▶ [任务说明 1]: 对照文档摘录,判断下列三项陈述是否与其一致,逐项回答"是"或"否",并原样引用摘录中起决定作用的文字:(a) LOCK_TIMEOUT_SEC 的值为 30.0;(b) 缓存键由包含签名等查询参数在内的完整 URL 生成;(c) max_size_gb 取 0 时表示不限制缓存大小。

▶ [文档摘录]:
=-=-=
Files
FrameTour-RenderWorker/services/cache.py
Jerry Yan a70573395b feat(cache): 增强缓存锁机制支持进程存活检测
- 添加了锁元数据写入和读取功能,记录进程ID和启动时间
- 实现了进程存活检查机制,防止PID复用导致的死锁
- 引入了过期锁检测和自动清理机制
- 集成了psutil库进行系统进程监控
- 优化了缓存清理逻辑,支持跳过活跃锁文件
- 使用JSON格式存储锁元数据信息
2026-01-28 23:41:53 +08:00

514 lines
18 KiB
Python

# -*- coding: utf-8 -*-
"""
素材缓存服务
提供素材下载缓存功能,避免相同素材重复下载。
"""
import json
import os
import hashlib
import logging
import shutil
import time
import uuid
from typing import Optional, Tuple
from urllib.parse import urlparse, unquote
import psutil
from services import storage
logger = logging.getLogger(__name__)
def _extract_cache_key(url: str) -> str:
"""
从 URL 提取缓存键
去除签名等查询参数,保留路径作为唯一标识。
Args:
url: 完整的素材 URL
Returns:
缓存键(URL 路径的 MD5 哈希)
"""
parsed = urlparse(url)
# 使用 scheme + host + path 作为唯一标识(忽略签名等查询参数)
cache_key_source = f"{parsed.scheme}://{parsed.netloc}{unquote(parsed.path)}"
return hashlib.md5(cache_key_source.encode('utf-8')).hexdigest()
def _get_file_extension(url: str) -> str:
"""
从 URL 提取文件扩展名
Args:
url: 素材 URL
Returns:
文件扩展名(如 .mp4, .png),无法识别时返回空字符串
"""
parsed = urlparse(url)
path = unquote(parsed.path)
_, ext = os.path.splitext(path)
return ext.lower() if ext else ''
class MaterialCache:
"""
素材缓存管理器
负责素材文件的缓存存储和检索。
"""
LOCK_TIMEOUT_SEC = 30.0
LOCK_POLL_INTERVAL_SEC = 0.1
LOCK_STALE_SECONDS = 24 * 60 * 60
def __init__(self, cache_dir: str, enabled: bool = True, max_size_gb: float = 0):
"""
初始化缓存管理器
Args:
cache_dir: 缓存目录路径
enabled: 是否启用缓存
max_size_gb: 最大缓存大小(GB),0 表示不限制
"""
self.cache_dir = cache_dir
self.enabled = enabled
self.max_size_bytes = int(max_size_gb * 1024 * 1024 * 1024) if max_size_gb > 0 else 0
if self.enabled:
os.makedirs(self.cache_dir, exist_ok=True)
logger.info(f"Material cache initialized: {cache_dir}")
def get_cache_path(self, url: str) -> str:
"""
获取素材的缓存文件路径
Args:
url: 素材 URL
Returns:
缓存文件的完整路径
"""
=-=-=
▶ [数据记录]:
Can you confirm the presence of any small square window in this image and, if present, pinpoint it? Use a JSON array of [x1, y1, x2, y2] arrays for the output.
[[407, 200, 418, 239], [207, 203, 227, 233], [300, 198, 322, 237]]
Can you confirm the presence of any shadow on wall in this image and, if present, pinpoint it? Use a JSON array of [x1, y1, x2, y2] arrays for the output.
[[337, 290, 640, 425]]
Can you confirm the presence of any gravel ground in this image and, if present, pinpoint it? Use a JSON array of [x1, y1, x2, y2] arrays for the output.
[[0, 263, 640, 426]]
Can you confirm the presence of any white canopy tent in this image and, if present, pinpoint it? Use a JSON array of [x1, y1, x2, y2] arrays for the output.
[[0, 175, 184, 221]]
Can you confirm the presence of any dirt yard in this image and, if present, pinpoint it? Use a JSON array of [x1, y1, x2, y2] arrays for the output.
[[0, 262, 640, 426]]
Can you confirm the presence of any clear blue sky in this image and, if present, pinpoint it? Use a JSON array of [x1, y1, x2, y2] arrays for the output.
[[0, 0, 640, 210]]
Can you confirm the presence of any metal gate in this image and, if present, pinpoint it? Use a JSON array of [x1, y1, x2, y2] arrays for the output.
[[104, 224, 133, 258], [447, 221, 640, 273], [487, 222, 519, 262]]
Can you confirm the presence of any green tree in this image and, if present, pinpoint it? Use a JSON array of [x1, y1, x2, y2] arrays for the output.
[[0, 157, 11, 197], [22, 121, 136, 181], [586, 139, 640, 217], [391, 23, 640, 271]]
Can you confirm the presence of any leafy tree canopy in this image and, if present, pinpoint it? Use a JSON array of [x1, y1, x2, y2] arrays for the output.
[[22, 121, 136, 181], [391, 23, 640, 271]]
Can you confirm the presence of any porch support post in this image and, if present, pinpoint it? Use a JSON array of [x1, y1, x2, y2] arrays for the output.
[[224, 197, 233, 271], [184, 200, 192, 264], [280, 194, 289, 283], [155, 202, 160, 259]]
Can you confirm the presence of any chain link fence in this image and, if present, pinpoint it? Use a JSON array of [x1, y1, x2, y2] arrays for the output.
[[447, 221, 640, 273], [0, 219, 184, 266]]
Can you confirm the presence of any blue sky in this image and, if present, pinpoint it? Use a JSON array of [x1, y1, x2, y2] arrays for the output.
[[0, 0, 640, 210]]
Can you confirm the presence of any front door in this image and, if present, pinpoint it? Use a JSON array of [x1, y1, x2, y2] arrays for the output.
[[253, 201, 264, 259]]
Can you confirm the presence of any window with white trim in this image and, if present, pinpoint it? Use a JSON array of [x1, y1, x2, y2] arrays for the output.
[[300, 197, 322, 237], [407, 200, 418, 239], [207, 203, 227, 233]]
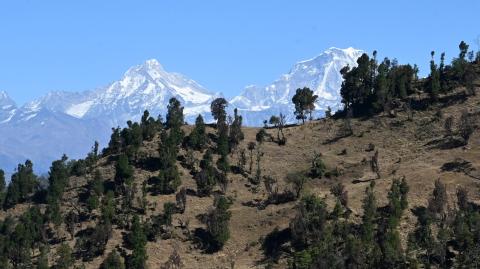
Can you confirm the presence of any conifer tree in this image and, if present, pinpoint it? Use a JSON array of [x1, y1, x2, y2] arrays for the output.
[[228, 108, 244, 151], [195, 150, 216, 196], [207, 196, 232, 250], [100, 250, 125, 269], [292, 87, 318, 123], [55, 243, 75, 269], [115, 154, 133, 194], [429, 51, 440, 100], [4, 160, 38, 208], [188, 114, 208, 150], [128, 215, 148, 269], [0, 169, 6, 204], [46, 155, 69, 225]]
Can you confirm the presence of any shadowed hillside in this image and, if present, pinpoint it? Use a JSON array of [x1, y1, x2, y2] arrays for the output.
[[0, 42, 480, 268]]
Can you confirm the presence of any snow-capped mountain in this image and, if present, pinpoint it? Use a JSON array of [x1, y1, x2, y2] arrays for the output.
[[230, 48, 363, 126], [0, 48, 362, 172]]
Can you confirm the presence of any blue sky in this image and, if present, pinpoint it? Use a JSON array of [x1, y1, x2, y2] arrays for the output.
[[0, 0, 480, 104]]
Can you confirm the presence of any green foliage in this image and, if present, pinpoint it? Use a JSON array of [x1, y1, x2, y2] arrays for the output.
[[115, 154, 134, 194], [228, 108, 245, 151], [75, 221, 112, 261], [428, 51, 441, 100], [187, 115, 208, 150], [36, 245, 50, 269], [0, 169, 7, 204], [128, 215, 148, 269], [340, 54, 418, 115], [210, 98, 228, 125], [310, 152, 327, 178], [255, 128, 267, 145], [101, 191, 115, 224], [195, 150, 217, 196], [290, 195, 328, 248], [4, 160, 38, 208], [286, 172, 308, 198], [154, 127, 181, 194], [107, 127, 122, 154], [140, 110, 162, 140], [166, 98, 184, 129], [46, 155, 69, 225], [55, 243, 75, 269], [292, 87, 318, 123], [100, 250, 125, 269], [207, 196, 232, 249]]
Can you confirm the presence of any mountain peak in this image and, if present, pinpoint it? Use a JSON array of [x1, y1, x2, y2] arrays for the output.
[[0, 91, 16, 108]]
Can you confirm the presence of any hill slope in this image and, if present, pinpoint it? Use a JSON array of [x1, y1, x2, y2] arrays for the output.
[[0, 83, 480, 268]]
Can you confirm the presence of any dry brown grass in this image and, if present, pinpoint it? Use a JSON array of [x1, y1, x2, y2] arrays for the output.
[[1, 88, 480, 268]]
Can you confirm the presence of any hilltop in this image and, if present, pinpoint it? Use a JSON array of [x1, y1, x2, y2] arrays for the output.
[[0, 43, 480, 268]]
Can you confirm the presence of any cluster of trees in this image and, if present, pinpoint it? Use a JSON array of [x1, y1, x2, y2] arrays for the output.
[[105, 110, 164, 159], [263, 178, 480, 269]]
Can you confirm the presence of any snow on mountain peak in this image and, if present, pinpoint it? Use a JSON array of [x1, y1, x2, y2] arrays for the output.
[[230, 47, 363, 126]]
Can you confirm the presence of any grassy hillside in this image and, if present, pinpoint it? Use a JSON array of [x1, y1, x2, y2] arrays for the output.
[[0, 47, 480, 268]]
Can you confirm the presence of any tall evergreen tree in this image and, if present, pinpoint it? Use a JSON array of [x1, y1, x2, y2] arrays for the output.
[[228, 108, 245, 151], [46, 155, 69, 225], [4, 160, 38, 208], [207, 196, 232, 250], [292, 87, 318, 123], [188, 114, 208, 150], [128, 215, 148, 269], [428, 51, 440, 100]]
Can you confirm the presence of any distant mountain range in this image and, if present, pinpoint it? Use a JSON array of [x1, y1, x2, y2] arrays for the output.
[[0, 48, 362, 172]]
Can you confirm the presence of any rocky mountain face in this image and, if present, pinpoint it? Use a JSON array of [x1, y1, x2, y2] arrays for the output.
[[230, 48, 363, 126], [0, 48, 362, 172]]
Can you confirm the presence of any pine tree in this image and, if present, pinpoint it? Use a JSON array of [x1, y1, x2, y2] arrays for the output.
[[55, 243, 75, 269], [210, 98, 228, 124], [46, 155, 69, 225], [115, 154, 133, 194], [128, 215, 148, 269], [166, 98, 185, 146], [100, 250, 125, 269], [228, 108, 245, 151], [0, 169, 6, 204], [429, 51, 440, 100], [207, 196, 232, 250], [154, 131, 181, 194], [188, 115, 208, 150], [4, 160, 38, 208], [292, 87, 318, 123], [195, 150, 216, 196]]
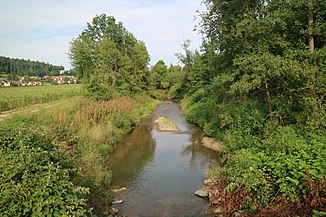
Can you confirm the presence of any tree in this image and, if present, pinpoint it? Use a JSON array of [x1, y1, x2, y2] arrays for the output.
[[69, 14, 150, 101]]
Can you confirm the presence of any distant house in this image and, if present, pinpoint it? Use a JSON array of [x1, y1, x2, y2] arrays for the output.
[[27, 81, 42, 86], [0, 78, 10, 87], [52, 76, 77, 84]]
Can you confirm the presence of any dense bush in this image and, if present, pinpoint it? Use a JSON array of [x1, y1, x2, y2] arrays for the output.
[[0, 118, 90, 216]]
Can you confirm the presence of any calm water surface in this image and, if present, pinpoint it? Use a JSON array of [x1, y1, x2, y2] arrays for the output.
[[109, 103, 218, 216]]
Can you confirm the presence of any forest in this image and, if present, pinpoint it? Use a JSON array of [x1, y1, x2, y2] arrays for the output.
[[70, 0, 326, 216], [0, 56, 64, 77], [0, 0, 326, 216]]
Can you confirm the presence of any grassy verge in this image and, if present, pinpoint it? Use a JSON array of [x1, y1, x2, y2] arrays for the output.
[[0, 96, 157, 216], [0, 84, 81, 112], [184, 99, 326, 216]]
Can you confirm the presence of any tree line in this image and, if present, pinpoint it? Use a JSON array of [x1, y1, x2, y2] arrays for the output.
[[70, 0, 326, 216], [0, 56, 64, 77]]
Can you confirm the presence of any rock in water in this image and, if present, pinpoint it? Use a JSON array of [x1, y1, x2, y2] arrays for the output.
[[194, 190, 208, 198], [112, 200, 123, 204]]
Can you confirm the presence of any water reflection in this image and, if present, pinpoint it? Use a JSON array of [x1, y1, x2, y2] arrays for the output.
[[109, 117, 156, 187], [110, 104, 217, 216]]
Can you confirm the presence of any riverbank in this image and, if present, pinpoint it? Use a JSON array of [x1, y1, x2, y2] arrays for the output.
[[110, 103, 217, 217], [0, 96, 158, 216]]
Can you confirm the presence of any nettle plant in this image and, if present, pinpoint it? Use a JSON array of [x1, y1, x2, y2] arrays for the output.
[[0, 118, 91, 216]]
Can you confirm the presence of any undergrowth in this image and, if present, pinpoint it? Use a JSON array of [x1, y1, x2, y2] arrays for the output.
[[0, 96, 157, 216]]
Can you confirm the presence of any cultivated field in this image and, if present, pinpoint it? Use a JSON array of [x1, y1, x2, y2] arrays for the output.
[[0, 84, 81, 112]]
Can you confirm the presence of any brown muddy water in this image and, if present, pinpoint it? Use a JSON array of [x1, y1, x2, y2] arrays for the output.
[[110, 103, 218, 217]]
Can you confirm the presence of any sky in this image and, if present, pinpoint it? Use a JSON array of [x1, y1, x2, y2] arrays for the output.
[[0, 0, 203, 69]]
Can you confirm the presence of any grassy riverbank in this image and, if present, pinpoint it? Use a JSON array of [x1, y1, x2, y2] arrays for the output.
[[0, 96, 157, 216], [184, 97, 326, 216], [0, 84, 81, 112]]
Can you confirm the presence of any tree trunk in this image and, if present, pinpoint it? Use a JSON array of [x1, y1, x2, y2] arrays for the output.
[[264, 80, 272, 117], [308, 0, 315, 53]]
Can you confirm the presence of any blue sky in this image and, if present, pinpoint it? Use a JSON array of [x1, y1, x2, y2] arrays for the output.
[[0, 0, 203, 68]]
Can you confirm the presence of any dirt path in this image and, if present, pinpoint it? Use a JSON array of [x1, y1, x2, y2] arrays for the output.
[[0, 97, 77, 122]]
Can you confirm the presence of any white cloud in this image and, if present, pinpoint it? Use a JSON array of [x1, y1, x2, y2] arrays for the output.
[[0, 0, 201, 67]]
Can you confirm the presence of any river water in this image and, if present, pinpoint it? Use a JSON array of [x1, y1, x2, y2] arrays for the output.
[[109, 103, 218, 217]]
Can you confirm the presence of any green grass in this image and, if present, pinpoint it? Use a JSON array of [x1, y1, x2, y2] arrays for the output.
[[0, 85, 81, 112], [0, 96, 158, 216]]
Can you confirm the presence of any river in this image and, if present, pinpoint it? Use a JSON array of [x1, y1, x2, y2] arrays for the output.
[[109, 103, 218, 217]]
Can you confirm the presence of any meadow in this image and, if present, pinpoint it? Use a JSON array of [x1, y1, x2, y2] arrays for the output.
[[0, 84, 81, 112], [0, 90, 158, 216]]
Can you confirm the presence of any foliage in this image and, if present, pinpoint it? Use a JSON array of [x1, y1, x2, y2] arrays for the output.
[[0, 95, 157, 216], [0, 85, 81, 112], [69, 14, 149, 101], [178, 0, 326, 216], [0, 117, 90, 216], [0, 56, 64, 76]]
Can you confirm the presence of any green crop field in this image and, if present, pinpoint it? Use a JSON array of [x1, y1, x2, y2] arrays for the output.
[[0, 84, 81, 112]]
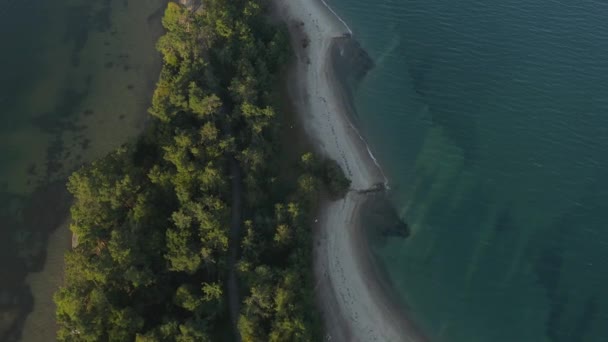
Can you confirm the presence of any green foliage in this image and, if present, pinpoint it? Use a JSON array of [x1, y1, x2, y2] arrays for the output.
[[54, 0, 324, 342]]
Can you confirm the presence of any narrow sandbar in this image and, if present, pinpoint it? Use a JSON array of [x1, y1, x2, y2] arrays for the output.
[[274, 0, 427, 341]]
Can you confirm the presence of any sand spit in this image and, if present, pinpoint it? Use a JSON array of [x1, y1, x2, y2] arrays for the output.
[[273, 0, 426, 342]]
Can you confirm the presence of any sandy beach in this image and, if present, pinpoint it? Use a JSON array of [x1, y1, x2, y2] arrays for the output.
[[274, 0, 426, 341]]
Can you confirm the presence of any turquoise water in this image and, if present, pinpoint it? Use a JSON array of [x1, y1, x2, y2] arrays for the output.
[[330, 0, 608, 342], [0, 0, 166, 342]]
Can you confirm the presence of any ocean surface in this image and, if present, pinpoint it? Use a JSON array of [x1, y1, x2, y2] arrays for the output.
[[328, 0, 608, 342], [0, 0, 166, 342]]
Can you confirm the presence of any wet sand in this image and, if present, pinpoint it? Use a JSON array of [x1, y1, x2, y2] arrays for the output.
[[274, 0, 427, 341]]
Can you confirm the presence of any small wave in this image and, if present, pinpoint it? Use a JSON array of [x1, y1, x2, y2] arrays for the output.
[[321, 0, 353, 36], [345, 111, 391, 190]]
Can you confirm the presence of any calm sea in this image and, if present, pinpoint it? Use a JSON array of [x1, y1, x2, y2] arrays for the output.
[[0, 0, 166, 342], [330, 0, 608, 342]]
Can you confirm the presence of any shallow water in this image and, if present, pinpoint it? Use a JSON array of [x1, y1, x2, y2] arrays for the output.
[[329, 0, 608, 342], [0, 0, 166, 341]]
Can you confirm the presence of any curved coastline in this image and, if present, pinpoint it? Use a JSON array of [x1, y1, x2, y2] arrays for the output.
[[273, 0, 428, 341]]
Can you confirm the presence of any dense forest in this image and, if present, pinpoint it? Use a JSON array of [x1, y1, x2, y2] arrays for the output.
[[55, 0, 349, 342]]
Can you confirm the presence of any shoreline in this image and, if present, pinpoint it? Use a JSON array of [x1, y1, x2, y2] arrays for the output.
[[273, 0, 427, 341]]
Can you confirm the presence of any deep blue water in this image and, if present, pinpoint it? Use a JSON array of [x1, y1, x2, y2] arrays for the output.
[[330, 0, 608, 342]]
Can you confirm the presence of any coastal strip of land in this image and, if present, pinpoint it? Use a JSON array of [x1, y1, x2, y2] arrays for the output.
[[274, 0, 427, 341]]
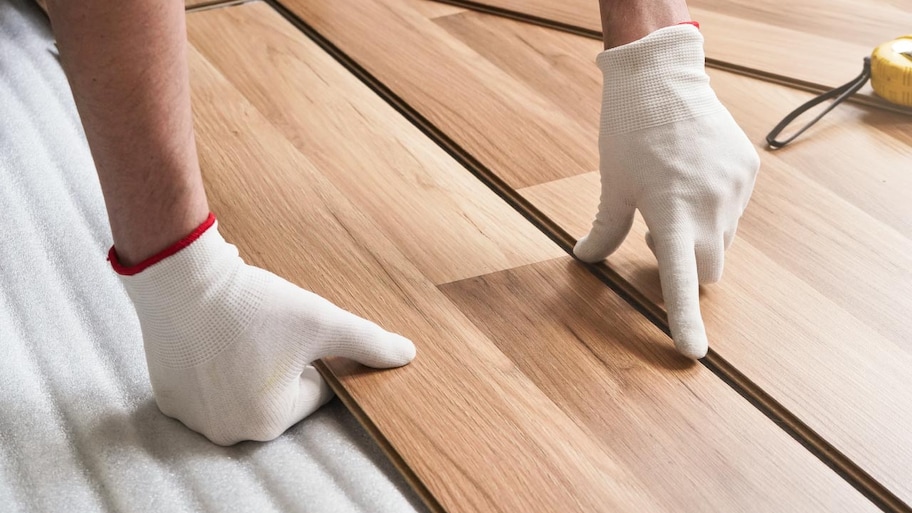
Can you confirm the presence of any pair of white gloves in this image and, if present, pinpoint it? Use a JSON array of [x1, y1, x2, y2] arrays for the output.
[[112, 25, 759, 445]]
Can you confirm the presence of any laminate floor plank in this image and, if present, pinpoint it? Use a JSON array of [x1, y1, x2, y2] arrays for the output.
[[276, 0, 912, 502], [183, 4, 873, 511], [441, 257, 872, 512], [282, 0, 597, 187], [448, 0, 912, 91], [188, 1, 564, 283], [182, 4, 660, 512]]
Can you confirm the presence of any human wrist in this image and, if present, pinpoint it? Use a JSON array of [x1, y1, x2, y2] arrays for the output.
[[601, 0, 691, 50], [596, 25, 724, 135]]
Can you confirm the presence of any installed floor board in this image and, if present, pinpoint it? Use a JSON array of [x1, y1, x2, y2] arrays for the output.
[[189, 4, 658, 512], [182, 4, 888, 511], [189, 4, 563, 283], [446, 0, 912, 98], [274, 0, 597, 187], [441, 257, 873, 512], [276, 0, 912, 502]]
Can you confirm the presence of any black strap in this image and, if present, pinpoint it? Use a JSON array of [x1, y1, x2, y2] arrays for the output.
[[766, 57, 871, 149]]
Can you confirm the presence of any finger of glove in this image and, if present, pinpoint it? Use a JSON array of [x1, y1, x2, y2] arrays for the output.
[[573, 198, 636, 263], [694, 236, 725, 285], [654, 235, 709, 359], [314, 306, 415, 369], [645, 232, 655, 256], [290, 365, 333, 422], [722, 221, 738, 251]]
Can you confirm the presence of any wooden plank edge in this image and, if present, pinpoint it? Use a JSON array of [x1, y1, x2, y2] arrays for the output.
[[187, 0, 259, 13], [264, 0, 912, 513], [431, 0, 912, 117], [313, 360, 446, 513]]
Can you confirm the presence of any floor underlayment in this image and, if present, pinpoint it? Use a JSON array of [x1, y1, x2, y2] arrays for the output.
[[0, 0, 912, 512], [0, 0, 424, 513]]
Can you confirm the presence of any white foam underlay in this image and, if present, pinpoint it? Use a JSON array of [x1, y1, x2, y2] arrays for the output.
[[0, 0, 421, 513]]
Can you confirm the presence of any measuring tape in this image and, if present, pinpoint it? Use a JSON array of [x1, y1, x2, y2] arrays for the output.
[[766, 34, 912, 148], [871, 34, 912, 107]]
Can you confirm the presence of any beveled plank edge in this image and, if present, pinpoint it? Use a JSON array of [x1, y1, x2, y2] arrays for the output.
[[313, 360, 446, 513], [264, 0, 912, 513], [431, 0, 912, 116], [186, 0, 259, 13]]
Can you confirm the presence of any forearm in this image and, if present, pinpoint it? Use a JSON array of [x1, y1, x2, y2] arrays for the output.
[[599, 0, 691, 49], [48, 0, 208, 264]]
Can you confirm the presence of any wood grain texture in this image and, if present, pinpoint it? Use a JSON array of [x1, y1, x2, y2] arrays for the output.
[[189, 4, 563, 283], [450, 14, 912, 502], [183, 5, 658, 512], [450, 0, 912, 94], [282, 0, 597, 187], [441, 257, 873, 512], [274, 0, 912, 502]]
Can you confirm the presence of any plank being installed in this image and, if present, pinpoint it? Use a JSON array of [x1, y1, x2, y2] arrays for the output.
[[441, 257, 872, 512], [188, 3, 874, 512], [432, 0, 912, 102], [276, 0, 912, 503], [188, 4, 656, 512]]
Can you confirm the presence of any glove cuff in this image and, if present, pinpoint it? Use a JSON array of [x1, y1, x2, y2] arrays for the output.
=-=-=
▶ [任务说明 2]: 修改记录:从记录开头起,直到含有"198, 322, 237]]"的那一行为止(含该行),把其中的"small square window"替换为"arched window",其余内容保持不变,只输出这几行。

▶ [正确答案 1]:
(a) 是:"LOCK_TIMEOUT_SEC = 30.0"
(b) 否:"使用 scheme + host + path 作为唯一标识(忽略签名等查询参数)"
(c) 是:"max_size_gb: 最大缓存大小(GB),0 表示不限制"

▶ [正确答案 2]:
Can you confirm the presence of any arched window in this image and, if present, pinpoint it? Use a JSON array of [x1, y1, x2, y2] arrays for the output.
[[407, 200, 418, 239], [207, 203, 227, 233], [300, 198, 322, 237]]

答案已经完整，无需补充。